A run of records

+===+

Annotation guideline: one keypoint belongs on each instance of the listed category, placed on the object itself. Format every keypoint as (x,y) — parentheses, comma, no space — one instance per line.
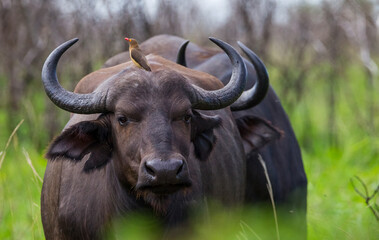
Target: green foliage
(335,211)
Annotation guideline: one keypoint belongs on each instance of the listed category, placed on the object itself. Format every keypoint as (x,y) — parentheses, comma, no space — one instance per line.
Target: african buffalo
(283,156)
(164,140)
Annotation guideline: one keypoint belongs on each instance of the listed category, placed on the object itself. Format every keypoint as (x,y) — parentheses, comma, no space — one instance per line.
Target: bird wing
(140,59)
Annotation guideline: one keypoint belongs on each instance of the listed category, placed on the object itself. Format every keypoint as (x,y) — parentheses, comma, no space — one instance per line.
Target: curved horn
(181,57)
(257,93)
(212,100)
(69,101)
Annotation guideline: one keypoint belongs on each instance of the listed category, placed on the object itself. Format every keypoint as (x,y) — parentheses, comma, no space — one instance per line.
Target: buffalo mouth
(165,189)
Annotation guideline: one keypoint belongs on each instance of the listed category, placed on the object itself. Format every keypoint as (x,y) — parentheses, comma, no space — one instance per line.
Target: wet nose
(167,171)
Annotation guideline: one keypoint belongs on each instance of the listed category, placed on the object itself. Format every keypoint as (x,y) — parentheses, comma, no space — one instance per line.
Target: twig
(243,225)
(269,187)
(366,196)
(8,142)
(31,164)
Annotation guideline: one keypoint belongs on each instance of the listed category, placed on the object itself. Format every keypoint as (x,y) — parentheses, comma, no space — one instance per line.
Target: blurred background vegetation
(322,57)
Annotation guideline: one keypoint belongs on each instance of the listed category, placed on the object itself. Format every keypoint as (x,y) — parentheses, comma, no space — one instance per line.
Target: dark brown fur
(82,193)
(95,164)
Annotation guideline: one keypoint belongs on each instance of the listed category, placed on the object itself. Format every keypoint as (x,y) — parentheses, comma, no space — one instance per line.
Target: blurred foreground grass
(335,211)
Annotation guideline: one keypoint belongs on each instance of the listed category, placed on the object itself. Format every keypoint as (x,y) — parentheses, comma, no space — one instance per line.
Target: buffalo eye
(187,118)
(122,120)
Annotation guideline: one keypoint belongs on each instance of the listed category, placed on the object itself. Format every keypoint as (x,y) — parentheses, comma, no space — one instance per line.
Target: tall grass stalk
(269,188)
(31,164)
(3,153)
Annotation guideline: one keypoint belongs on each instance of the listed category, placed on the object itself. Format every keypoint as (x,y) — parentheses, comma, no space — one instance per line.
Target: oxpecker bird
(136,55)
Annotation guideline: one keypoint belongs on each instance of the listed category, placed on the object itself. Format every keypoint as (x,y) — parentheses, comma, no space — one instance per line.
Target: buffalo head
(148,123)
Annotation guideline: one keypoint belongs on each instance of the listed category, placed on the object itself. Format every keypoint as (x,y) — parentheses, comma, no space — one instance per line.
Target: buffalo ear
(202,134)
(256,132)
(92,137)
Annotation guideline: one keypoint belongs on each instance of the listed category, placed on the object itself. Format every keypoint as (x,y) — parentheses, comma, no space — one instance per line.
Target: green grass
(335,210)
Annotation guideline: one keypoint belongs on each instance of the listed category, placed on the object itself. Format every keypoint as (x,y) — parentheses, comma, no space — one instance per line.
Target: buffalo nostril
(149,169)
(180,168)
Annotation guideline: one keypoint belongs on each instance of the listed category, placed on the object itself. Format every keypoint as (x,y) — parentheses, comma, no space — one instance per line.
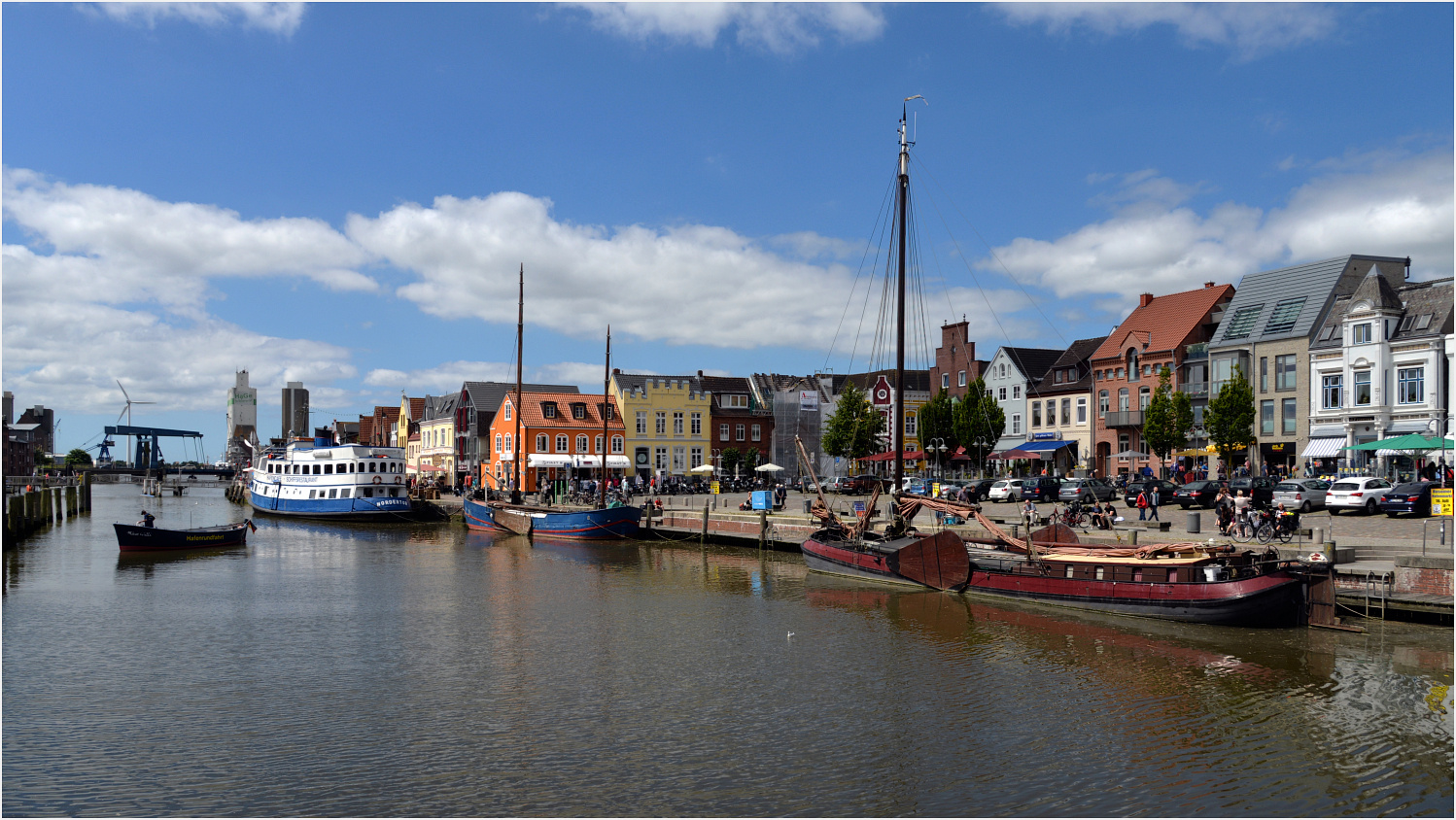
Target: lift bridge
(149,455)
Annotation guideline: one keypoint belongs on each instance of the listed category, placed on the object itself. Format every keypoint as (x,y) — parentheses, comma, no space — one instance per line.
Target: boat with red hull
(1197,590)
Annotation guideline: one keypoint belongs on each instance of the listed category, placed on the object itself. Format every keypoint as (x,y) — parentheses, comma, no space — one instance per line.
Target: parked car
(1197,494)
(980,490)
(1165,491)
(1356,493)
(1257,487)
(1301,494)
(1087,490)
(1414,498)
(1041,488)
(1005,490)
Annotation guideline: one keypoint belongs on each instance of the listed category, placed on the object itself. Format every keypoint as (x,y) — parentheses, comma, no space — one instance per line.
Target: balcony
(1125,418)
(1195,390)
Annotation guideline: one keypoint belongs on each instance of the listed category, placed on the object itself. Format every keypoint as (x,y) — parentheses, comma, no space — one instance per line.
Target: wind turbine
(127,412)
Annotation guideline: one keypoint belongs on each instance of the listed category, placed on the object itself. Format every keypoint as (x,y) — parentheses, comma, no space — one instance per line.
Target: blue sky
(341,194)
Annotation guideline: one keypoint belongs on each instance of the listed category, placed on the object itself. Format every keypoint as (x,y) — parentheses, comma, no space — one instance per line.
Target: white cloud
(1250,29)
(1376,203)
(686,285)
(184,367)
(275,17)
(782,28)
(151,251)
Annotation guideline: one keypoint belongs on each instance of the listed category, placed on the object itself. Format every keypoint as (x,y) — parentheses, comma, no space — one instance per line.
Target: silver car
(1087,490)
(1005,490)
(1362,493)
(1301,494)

+===+

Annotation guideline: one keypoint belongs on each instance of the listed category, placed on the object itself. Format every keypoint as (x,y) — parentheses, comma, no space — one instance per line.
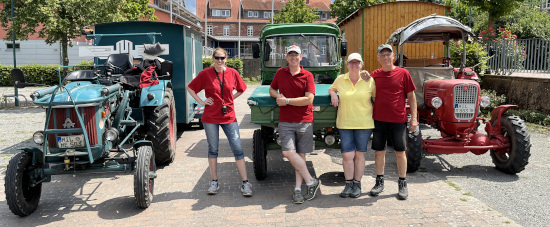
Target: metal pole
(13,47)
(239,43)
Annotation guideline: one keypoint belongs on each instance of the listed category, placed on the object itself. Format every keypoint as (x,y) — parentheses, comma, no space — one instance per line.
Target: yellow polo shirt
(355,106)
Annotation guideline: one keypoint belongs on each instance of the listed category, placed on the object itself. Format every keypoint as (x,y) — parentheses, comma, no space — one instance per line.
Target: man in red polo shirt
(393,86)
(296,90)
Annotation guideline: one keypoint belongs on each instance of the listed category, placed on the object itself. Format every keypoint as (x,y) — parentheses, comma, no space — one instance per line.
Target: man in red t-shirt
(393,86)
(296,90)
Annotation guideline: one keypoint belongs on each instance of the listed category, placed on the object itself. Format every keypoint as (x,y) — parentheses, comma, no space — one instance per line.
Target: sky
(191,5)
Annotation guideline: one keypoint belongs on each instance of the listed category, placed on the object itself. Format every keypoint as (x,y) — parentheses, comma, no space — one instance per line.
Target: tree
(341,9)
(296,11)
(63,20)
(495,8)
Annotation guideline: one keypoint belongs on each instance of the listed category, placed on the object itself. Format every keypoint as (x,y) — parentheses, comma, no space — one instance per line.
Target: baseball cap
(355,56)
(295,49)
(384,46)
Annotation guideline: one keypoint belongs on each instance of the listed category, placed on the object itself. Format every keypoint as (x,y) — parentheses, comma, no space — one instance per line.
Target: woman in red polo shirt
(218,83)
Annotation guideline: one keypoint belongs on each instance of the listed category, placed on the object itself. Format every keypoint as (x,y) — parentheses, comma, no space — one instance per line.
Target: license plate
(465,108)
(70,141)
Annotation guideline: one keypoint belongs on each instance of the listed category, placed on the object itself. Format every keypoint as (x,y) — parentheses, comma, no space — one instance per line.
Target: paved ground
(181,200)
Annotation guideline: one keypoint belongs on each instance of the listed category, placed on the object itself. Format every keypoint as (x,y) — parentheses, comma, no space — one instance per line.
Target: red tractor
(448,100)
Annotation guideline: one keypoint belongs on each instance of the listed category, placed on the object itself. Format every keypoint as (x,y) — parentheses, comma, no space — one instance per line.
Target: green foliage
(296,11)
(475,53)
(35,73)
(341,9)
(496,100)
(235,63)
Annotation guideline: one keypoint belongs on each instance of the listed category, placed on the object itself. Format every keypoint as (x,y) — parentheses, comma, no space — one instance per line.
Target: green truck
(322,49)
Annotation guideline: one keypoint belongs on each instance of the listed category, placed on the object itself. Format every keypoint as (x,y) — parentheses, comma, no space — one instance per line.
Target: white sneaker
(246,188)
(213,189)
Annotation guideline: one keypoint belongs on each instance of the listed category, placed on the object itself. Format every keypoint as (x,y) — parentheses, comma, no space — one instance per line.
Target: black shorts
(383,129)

+===+

TASK TO CARRY OUT
Locate each line of the records containing the word "green" and copy those lines out. Case counts.

RIGHT ANSWER
Target: green foliage
Target: green grass
Target: green foliage
Target: green truck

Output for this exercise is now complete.